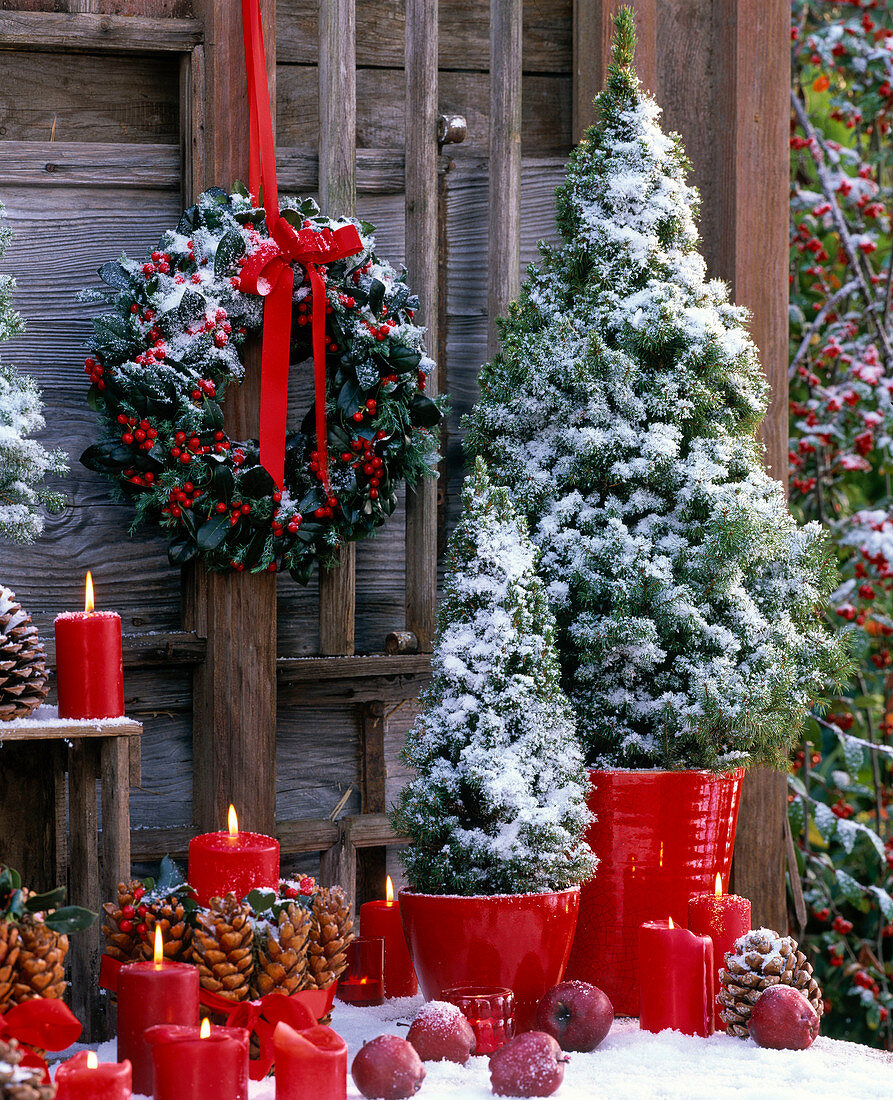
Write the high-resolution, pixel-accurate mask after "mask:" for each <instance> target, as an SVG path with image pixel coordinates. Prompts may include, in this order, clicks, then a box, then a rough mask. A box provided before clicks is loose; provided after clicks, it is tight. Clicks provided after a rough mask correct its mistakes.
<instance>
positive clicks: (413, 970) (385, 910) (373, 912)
mask: <svg viewBox="0 0 893 1100" xmlns="http://www.w3.org/2000/svg"><path fill="white" fill-rule="evenodd" d="M360 935H361V936H364V937H371V938H374V939H384V942H385V977H384V986H385V997H415V996H416V993H418V991H419V983H418V980H417V979H416V971H415V969H414V968H412V959H411V958H410V957H409V948H408V947H407V945H406V936H405V935H404V926H403V922H401V921H400V906H399V903H398V902H396V901H395V900H394V886H393V883H392V881H390V876H389V875H388V877H387V898H386V899H385V900H384V901H367V902H365V903H364V904H363V905H361V906H360Z"/></svg>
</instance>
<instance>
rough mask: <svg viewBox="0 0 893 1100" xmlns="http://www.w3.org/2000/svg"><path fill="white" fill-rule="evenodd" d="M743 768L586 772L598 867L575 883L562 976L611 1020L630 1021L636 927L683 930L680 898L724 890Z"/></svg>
mask: <svg viewBox="0 0 893 1100" xmlns="http://www.w3.org/2000/svg"><path fill="white" fill-rule="evenodd" d="M742 777H743V769H741V768H739V769H737V770H736V771H730V772H726V773H725V774H720V775H715V774H713V772H708V771H591V772H589V780H591V782H592V790H591V793H589V799H588V804H589V809H591V810H592V812H593V813H594V814H595V816H596V821H595V824H593V825H591V826H589V831H588V833H587V835H586V839H587V840H588V842H589V845H591V846H592V848H593V850H594V851H595V854H596V855H597V856H598V858H599V860H600V862H599V865H598V870H597V871H596V875H595V878H594V879H592V880H591V881H589V882H586V883H584V886H583V890H582V895H581V903H580V921H578V922H577V928H576V936H575V938H574V944H573V950H572V953H571V959H570V961H569V964H567V974H566V977H567V978H578V979H581V980H583V981H589V982H592V983H593V985H595V986H598V988H599V989H602V990H604V992H605V993H607V996H608V997H609V998H610V1001H611V1003H613V1004H614V1011H615V1012H616V1013H617V1014H618V1015H630V1016H635V1015H638V1014H639V963H638V948H637V944H638V933H639V925H640V924H641V923H642V922H643V921H665V920H666V917H668V916H672V917H673V921H674V923H676V924H681V925H682V926H683V927H687V923H688V898H690V897H691V895H692V894H693V893H697V892H699V891H705V890H713V889H714V887H715V883H716V873H717V871H718V872H719V873H720V875H721V876H723V882H724V883H727V882H728V875H729V867H730V866H731V854H732V848H734V846H735V827H736V825H737V823H738V804H739V801H740V796H741V779H742Z"/></svg>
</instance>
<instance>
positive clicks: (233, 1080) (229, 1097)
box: [146, 1026, 249, 1100]
mask: <svg viewBox="0 0 893 1100" xmlns="http://www.w3.org/2000/svg"><path fill="white" fill-rule="evenodd" d="M146 1040H147V1042H148V1044H150V1046H151V1047H152V1060H153V1067H154V1089H155V1091H154V1092H153V1093H152V1096H153V1098H154V1100H210V1098H211V1097H213V1100H249V1033H247V1032H246V1031H245V1029H244V1027H211V1029H210V1034H209V1035H206V1036H205V1037H203V1038H202V1037H201V1032H200V1030H199V1029H198V1027H172V1026H159V1027H152V1029H150V1031H147V1032H146Z"/></svg>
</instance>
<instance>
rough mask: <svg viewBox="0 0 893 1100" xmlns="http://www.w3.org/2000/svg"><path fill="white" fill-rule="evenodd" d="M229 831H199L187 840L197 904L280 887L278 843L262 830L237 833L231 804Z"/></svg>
mask: <svg viewBox="0 0 893 1100" xmlns="http://www.w3.org/2000/svg"><path fill="white" fill-rule="evenodd" d="M230 822H231V826H230V832H229V833H202V834H201V836H196V837H192V839H191V840H190V842H189V870H188V872H187V878H188V880H189V886H191V888H192V890H194V891H195V897H196V901H198V903H199V905H208V904H209V903H210V901H211V898H225V895H227V894H228V893H230V892H232V893H234V894H235V897H236V900H238V901H242V899H243V898H245V897H246V895H247V894H249V893H250V892H251V891H252V890H258V889H260V890H275V891H278V889H279V842H278V840H276V839H274V838H273V837H272V836H264V834H263V833H240V832H239V824H238V822H236V820H235V811H234V810H233V807H232V806H230Z"/></svg>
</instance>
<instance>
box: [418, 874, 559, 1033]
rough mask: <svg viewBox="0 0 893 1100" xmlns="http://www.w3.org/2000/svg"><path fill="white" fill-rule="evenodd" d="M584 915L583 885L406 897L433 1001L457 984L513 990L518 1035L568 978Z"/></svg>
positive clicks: (515, 1017) (428, 998)
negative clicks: (474, 892) (563, 982)
mask: <svg viewBox="0 0 893 1100" xmlns="http://www.w3.org/2000/svg"><path fill="white" fill-rule="evenodd" d="M578 909H580V887H573V888H572V889H571V890H561V891H559V892H555V893H541V894H494V895H492V897H485V898H457V897H440V895H437V894H418V893H414V892H412V891H411V890H401V891H400V916H401V917H403V922H404V931H405V932H406V942H407V944H408V945H409V954H410V955H411V956H412V965H414V966H415V968H416V974H417V976H418V979H419V985H420V986H421V991H422V992H423V993H425V997H426V999H427V1000H429V1001H434V1000H439V999H440V998H441V994H442V993H443V990H444V989H450V988H451V987H452V986H466V985H474V986H506V987H508V988H509V989H510V990H511V991H512V992H514V993H515V1030H516V1031H529V1030H530V1029H531V1027H532V1026H533V1016H534V1013H536V1011H537V1004H538V1003H539V1001H540V999H541V998H542V996H543V993H544V992H545V991H547V990H549V989H551V988H552V986H555V985H558V982H559V981H561V978H562V976H563V974H564V967H565V965H566V963H567V956H569V955H570V953H571V943H572V941H573V938H574V928H575V927H576V916H577V912H578Z"/></svg>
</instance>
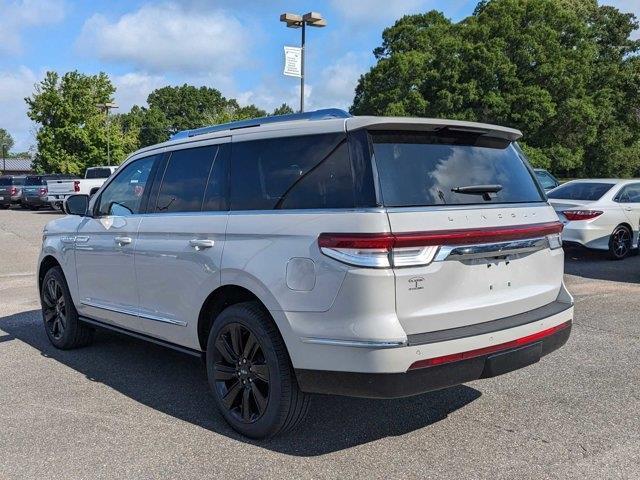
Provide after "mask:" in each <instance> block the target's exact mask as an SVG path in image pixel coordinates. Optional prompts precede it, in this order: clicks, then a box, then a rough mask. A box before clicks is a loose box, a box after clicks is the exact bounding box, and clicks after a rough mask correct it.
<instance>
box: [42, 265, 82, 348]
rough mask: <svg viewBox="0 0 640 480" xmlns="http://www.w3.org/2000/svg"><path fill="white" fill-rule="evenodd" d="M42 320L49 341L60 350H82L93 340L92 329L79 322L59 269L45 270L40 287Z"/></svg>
mask: <svg viewBox="0 0 640 480" xmlns="http://www.w3.org/2000/svg"><path fill="white" fill-rule="evenodd" d="M40 303H41V305H42V320H43V323H44V328H45V331H46V333H47V337H48V338H49V341H50V342H51V343H52V344H53V346H54V347H56V348H60V349H63V350H67V349H71V348H77V347H83V346H85V345H88V344H90V343H91V341H92V340H93V328H92V327H91V326H89V325H87V324H86V323H83V322H81V321H80V318H79V317H78V312H77V311H76V307H75V305H74V304H73V299H72V298H71V293H70V292H69V286H68V285H67V281H66V279H65V277H64V273H63V272H62V269H61V268H60V267H53V268H50V269H49V270H47V271H46V273H45V274H44V278H43V279H42V283H41V284H40Z"/></svg>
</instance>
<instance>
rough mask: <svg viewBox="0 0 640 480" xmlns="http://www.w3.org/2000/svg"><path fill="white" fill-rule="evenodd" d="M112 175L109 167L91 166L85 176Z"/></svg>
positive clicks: (94, 176)
mask: <svg viewBox="0 0 640 480" xmlns="http://www.w3.org/2000/svg"><path fill="white" fill-rule="evenodd" d="M110 175H111V170H110V169H109V168H89V169H88V170H87V174H86V176H85V178H109V176H110Z"/></svg>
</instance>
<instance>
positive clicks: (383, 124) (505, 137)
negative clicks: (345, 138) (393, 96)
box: [345, 117, 522, 142]
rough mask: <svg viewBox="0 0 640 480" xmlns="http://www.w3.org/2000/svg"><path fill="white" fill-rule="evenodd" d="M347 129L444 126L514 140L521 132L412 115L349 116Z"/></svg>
mask: <svg viewBox="0 0 640 480" xmlns="http://www.w3.org/2000/svg"><path fill="white" fill-rule="evenodd" d="M345 126H346V130H347V131H353V130H360V129H363V128H366V129H367V130H409V131H417V132H435V131H437V130H439V129H442V128H446V129H448V130H454V131H459V132H464V133H479V134H481V135H487V136H488V137H495V138H500V139H504V140H508V141H510V142H515V141H516V140H518V139H520V138H521V137H522V132H521V131H520V130H516V129H514V128H508V127H501V126H498V125H490V124H488V123H476V122H464V121H461V120H442V119H437V118H412V117H351V118H347V119H345Z"/></svg>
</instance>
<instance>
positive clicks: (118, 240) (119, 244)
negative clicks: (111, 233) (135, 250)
mask: <svg viewBox="0 0 640 480" xmlns="http://www.w3.org/2000/svg"><path fill="white" fill-rule="evenodd" d="M113 241H114V242H115V243H116V244H117V245H120V246H121V247H122V246H124V245H129V244H130V243H131V242H132V241H133V240H132V239H131V237H115V238H114V239H113Z"/></svg>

What is needed:
Return each line of the data above that includes the word "target".

Reply to the task:
Write the high-resolution, pixel-accurate mask after "mask:" for each <instance> target, as an SVG path with image pixel coordinates. Prompts may include, in this order, clicks, then a box, then a rough mask. A box provided before clicks is loose; provided after clicks, it is tight. Clicks provided after a rough mask correct its mistakes.
Provide after "mask:" in each <instance> block the target's exact mask as an SVG path in image pixel coordinates. Optional prompts precede it, in this order: clicks, then a box, then a rough mask. A box before clicks is a loose box, a box after clicks is the exact bounding box, and clicks after a rough mask correct it.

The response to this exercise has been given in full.